• WORK REQUEST 1: According to the news article, how much additional money did the federal budget allocate for Indigenous communities, and over what period?
• WORK REQUEST 2: Update the news article passage from "Sask. chiefs hope" to "in previous years.", changing "quickly" to "promptly" throughout.

── EXERCISE TEXT

Sask. chiefs hope federal bureaucracy doesn't delay budget's health, education promises

The Federation of Indigenous Sovereign Nations wants to make sure the promises in this year's federal budget are implemented quickly.

Federal budget allocates an extra $3.4 billion for Indigenous communities

FSIN Chief Bobby Cameron wants to make sure federal dollars headed to First Nations arrive in communities as soon as possible. (Don Somers/CBC News)

Saskatchewan's Federation of Indigenous Sovereign Nations wants to make sure the promises in this year's federal budget are implemented quickly.

On Wednesday, the federal budget allocated an additional $3.4 billion over five years for Indigenous communities. That's in addition to the $8.4 billion pledged in 2016.

While FSIN Chief Bobby Cameron welcomes the new money, he hopes the money flows to Saskatchewan First Nations faster than in previous years.

"Some of our communities are still waiting for some of [last year's] dollars to get to their home nations," he said. "It's a matter of implementing, and how soon are these funding dollars going to get to our communities."

He laid some of the blame for the delay at the feet of bureaucrats in Indigenous Affairs.

"We're running into bureaucrats that bog things down, who are not listening to their ministers," he said. "The mandate letters that Prime Minister Trudeau handed to all of his MPs gave clear direction. The most important relationship with this government is the First Nations people of Canada."

────
── DATASET EXCERPT

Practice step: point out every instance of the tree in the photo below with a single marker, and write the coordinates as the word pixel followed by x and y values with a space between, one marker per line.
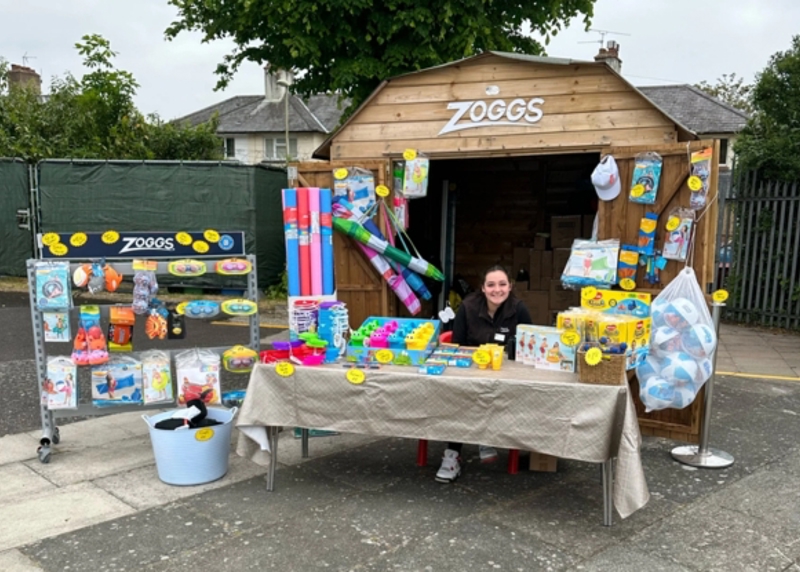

────

• WRITTEN REPLY 1: $3.4 billion over five years.

• WRITTEN REPLY 2:
Sask. chiefs hope federal bureaucracy doesn't delay budget's health, education promises

The Federation of Indigenous Sovereign Nations wants to make sure the promises in this year's federal budget are implemented promptly.

Federal budget allocates an extra $3.4 billion for Indigenous communities

FSIN Chief Bobby Cameron wants to make sure federal dollars headed to First Nations arrive in communities as soon as possible. (Don Somers/CBC News)

Saskatchewan's Federation of Indigenous Sovereign Nations wants to make sure the promises in this year's federal budget are implemented promptly.

On Wednesday, the federal budget allocated an additional $3.4 billion over five years for Indigenous communities. That's in addition to the $8.4 billion pledged in 2016.

While FSIN Chief Bobby Cameron welcomes the new money, he hopes the money flows to Saskatchewan First Nations faster than in previous years.